The task ▸ Reproduce the listing below word for word, from the line with "In each <instance>" up to and including the line with "box: [227, 257, 960, 388]".

Entries provided ▸
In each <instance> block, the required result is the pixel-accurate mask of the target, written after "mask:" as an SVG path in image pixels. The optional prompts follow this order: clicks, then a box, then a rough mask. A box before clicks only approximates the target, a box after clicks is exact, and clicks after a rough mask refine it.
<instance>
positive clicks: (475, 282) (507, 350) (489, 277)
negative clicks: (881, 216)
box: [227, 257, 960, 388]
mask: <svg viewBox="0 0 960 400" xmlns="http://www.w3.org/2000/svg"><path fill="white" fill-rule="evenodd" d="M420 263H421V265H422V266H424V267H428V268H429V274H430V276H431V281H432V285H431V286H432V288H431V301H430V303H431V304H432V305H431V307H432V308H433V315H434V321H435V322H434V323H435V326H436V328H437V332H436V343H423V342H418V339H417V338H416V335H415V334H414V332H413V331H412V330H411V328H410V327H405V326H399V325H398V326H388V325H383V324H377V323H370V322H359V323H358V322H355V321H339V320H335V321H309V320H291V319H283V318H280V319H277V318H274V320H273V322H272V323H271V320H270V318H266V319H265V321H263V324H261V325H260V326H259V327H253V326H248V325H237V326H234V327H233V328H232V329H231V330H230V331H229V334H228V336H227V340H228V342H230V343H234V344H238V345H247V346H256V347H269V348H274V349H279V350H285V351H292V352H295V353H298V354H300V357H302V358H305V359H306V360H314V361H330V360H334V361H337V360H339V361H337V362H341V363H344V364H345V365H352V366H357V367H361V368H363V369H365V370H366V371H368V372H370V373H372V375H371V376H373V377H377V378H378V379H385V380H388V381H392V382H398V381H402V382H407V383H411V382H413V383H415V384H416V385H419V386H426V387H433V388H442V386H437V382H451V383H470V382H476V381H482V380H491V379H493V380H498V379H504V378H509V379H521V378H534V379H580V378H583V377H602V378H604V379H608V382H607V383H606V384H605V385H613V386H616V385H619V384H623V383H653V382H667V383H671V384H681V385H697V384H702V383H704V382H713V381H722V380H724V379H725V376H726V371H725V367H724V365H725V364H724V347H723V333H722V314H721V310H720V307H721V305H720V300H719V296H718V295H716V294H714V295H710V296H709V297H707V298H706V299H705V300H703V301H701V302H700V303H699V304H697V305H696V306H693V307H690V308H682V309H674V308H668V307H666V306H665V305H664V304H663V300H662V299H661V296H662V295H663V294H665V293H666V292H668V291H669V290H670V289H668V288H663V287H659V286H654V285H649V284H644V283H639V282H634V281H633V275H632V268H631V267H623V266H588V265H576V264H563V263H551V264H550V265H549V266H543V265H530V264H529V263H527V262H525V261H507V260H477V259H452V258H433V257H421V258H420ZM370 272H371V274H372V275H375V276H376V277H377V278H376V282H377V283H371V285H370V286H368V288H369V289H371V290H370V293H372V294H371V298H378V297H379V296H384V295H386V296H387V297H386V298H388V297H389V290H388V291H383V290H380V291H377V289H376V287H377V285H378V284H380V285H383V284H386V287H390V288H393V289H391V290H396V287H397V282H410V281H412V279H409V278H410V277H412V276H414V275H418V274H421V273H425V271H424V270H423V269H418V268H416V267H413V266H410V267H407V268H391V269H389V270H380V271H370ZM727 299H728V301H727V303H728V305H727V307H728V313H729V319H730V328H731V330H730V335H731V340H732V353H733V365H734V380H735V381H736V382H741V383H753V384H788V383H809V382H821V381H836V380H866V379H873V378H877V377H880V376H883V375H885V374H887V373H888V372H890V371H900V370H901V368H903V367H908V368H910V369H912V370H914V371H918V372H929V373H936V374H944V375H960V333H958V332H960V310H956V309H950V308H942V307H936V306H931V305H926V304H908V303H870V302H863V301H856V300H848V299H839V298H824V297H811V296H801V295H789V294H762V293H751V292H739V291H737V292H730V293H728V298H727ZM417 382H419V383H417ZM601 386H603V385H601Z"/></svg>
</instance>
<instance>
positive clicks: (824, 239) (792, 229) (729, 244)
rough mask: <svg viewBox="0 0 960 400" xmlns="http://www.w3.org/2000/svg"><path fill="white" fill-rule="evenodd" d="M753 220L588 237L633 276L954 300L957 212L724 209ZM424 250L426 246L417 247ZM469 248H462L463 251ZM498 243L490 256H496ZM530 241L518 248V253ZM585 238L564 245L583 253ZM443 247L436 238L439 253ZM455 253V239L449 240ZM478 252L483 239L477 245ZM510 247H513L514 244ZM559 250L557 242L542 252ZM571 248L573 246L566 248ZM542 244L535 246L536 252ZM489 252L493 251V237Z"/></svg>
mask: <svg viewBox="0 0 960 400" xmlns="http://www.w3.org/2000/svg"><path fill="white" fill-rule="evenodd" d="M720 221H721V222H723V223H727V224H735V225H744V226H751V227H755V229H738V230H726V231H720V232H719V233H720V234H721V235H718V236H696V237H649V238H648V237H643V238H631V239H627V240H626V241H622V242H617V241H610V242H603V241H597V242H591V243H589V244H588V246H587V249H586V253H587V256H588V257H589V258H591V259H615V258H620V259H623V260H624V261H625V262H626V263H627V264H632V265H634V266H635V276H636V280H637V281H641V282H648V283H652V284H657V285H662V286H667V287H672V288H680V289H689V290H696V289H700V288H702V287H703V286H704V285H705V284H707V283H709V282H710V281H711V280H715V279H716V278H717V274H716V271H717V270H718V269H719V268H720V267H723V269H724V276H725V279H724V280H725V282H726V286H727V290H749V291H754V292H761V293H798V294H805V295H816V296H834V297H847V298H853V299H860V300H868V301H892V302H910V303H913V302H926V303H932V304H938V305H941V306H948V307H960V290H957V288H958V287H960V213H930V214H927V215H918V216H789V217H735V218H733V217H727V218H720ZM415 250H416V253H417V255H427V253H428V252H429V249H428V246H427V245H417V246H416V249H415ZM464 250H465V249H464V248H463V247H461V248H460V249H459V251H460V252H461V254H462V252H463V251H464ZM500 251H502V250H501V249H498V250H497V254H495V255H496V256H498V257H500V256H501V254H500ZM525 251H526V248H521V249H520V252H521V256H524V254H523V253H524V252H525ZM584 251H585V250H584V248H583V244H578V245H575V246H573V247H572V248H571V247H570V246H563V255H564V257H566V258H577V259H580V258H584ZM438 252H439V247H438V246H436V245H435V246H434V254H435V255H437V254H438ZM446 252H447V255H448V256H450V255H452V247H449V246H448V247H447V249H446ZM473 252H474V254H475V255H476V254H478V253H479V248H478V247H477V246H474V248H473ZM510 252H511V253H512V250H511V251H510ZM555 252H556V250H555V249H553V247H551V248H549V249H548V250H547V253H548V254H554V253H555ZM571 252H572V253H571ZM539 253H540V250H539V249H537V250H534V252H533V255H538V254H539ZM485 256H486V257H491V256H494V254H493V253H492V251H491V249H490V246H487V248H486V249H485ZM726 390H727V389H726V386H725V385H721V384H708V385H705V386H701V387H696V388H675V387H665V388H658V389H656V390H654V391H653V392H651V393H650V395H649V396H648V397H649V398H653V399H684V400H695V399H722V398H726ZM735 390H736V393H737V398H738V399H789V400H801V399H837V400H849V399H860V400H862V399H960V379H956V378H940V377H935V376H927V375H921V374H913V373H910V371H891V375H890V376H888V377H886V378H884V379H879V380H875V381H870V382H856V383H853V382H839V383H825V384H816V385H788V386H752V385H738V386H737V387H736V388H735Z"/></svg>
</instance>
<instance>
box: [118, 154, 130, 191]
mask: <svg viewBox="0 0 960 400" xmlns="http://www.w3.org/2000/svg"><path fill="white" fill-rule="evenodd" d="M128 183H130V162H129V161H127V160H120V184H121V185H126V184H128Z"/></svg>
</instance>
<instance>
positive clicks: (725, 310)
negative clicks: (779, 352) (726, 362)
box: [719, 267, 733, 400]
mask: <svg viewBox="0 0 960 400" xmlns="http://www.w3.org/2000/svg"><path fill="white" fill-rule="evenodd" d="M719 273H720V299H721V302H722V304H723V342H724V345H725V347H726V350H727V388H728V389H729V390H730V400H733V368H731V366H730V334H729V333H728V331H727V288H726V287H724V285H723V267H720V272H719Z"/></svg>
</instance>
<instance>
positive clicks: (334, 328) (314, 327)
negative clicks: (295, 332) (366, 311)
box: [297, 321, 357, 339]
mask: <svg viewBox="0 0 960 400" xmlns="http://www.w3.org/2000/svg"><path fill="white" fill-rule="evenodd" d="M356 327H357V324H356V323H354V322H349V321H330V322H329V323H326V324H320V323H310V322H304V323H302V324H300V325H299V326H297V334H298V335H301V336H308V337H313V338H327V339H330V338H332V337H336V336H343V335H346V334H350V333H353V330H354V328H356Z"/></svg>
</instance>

...

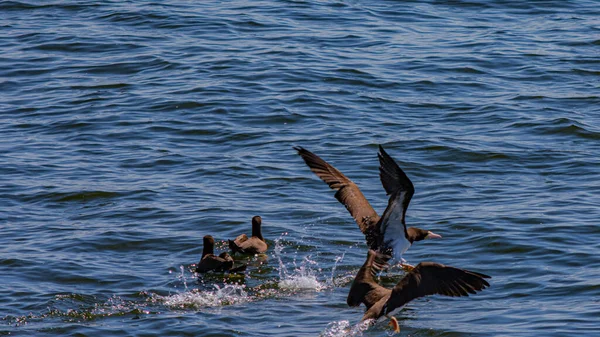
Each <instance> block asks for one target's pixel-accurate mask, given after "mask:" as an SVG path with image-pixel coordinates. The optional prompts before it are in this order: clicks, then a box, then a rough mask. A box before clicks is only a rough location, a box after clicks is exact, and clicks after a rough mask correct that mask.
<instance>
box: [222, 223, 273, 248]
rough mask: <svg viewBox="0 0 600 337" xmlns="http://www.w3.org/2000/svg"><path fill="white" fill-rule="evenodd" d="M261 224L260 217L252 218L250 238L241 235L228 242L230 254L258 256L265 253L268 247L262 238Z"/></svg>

---

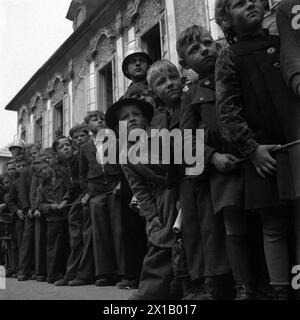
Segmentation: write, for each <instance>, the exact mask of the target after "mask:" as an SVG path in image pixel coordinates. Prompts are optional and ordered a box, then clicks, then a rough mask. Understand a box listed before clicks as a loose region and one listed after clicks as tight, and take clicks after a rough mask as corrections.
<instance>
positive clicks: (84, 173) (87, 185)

Answer to this exercise ▸
In each <instance> block, the required result is the pixel-accurate mask of the target, written after "mask:" as an SVG path in image pixels. The optional prompts follow this order: clicks, then a box, then a rough mask. A box before clicks only approximates the target, a box after clicks is exact, and clicks after a rough mask refine it.
<instance>
positive clicks: (475, 282) (507, 350) (489, 277)
negative clicks: (881, 216)
box: [227, 257, 960, 388]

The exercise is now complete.